■ **TASK BRIEF**
Every record must be copied exactly. Leave nothing out.

[Point localization data]
__________
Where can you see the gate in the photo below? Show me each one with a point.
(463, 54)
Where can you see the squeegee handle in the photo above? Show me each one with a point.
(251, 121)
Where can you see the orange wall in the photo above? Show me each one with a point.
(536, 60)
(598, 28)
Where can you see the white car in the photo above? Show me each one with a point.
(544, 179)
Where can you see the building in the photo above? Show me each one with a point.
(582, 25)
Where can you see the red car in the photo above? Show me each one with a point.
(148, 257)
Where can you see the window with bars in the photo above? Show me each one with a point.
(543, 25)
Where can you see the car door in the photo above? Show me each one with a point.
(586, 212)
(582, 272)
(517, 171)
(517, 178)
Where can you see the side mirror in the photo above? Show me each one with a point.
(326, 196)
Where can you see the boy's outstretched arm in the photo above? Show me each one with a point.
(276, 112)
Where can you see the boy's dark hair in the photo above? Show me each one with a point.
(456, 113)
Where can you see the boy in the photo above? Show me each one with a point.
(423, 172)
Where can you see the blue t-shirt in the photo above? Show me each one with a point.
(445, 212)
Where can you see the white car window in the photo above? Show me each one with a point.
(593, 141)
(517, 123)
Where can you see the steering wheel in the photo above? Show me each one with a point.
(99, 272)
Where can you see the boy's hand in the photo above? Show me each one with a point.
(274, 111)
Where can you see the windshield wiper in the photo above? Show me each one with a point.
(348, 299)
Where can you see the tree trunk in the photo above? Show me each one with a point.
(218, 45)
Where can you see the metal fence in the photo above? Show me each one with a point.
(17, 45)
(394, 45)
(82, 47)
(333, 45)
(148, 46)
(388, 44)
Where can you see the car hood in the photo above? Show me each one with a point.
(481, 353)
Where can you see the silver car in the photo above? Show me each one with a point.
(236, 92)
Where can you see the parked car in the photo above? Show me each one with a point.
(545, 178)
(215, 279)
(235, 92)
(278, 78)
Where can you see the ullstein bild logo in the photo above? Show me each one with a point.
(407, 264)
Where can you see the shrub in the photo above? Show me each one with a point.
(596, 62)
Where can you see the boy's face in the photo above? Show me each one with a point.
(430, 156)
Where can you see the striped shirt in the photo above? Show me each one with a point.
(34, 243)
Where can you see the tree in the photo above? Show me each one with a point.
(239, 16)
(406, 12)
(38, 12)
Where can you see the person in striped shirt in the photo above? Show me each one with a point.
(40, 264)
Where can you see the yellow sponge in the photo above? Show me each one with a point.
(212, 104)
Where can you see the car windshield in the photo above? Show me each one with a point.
__________
■ **RESULT OF THE TASK**
Where can you see the gate in the photo below? Show me each one with a point.
(463, 54)
Where can you see the squeegee handle in the photo above? Show me each one with a point.
(251, 121)
Where can you see the orange wall in the photo above? Show me each one with a point.
(536, 60)
(598, 28)
Where can you see the white car in the photo above? Show me each one with a point.
(544, 179)
Where can you see the building in the photo above? Show me each one with a point.
(582, 25)
Where can you see the red car in the photo above? Show me each one with a point.
(148, 257)
Where can you see the window with bars in the photo above? Show me each one with a point.
(543, 25)
Where can you see the car door in the photo above? Show me each one with a point.
(586, 212)
(582, 272)
(517, 171)
(517, 178)
Where can you see the side mirror in the photo above? Show me each one with a point.
(326, 196)
Where can you see the boy's outstretched arm in the photo above? Show me each one with a point.
(276, 112)
Where can you see the boy's dark hair in the photo above? Show me each one with a point.
(456, 113)
Where can you see the boy in the photo above? Show me each one with a point.
(423, 172)
Where can you see the blue t-shirt in the photo above? Show me each one with a point.
(445, 212)
Where can you see the white car window in the photo above? Show me each one with a point.
(593, 141)
(517, 123)
Where can you see the steering wheel in the photo above? Show me each one with a point.
(99, 272)
Where can you see the boy's hand in the photo above? Show me each one with a point.
(274, 111)
Where can you see the windshield wiper in the photo above? Show me each one with a point.
(348, 299)
Where can you see the tree trunk in the photo above? Show me each one with a point.
(218, 45)
Where can you see the metal fence in the photo above? Show me each one with a point.
(17, 45)
(394, 45)
(82, 47)
(333, 45)
(148, 46)
(388, 44)
Where can you see the car hood in the photo above? Show me each one with a point.
(481, 353)
Where can you see the silver car in the photo above? Show me each one with a point.
(236, 92)
Where can you see the parked car in the photo above? Show me each one with a point.
(545, 178)
(215, 279)
(235, 92)
(278, 78)
Where can you see the ullstein bild logo in the photo above? Show me each one with a point.
(407, 264)
Where can you see the shrub in the photo above? Show me each one with a point.
(596, 62)
Where can you see the boy's face in the photo above? Show me each one with a point.
(430, 156)
Where can you see the striped shirt in the photo above? Show me each one with a point.
(34, 243)
Where can you see the tree in the photo above? Show me each one with a point.
(239, 16)
(406, 12)
(38, 12)
Where can you see the person in striped shirt in the photo above? Show me each one with a point.
(40, 264)
Where can you see the yellow sponge in the photo above? Show me each one with a point.
(212, 104)
Where can you see the car windshield in the photo above? Show me each one with a point.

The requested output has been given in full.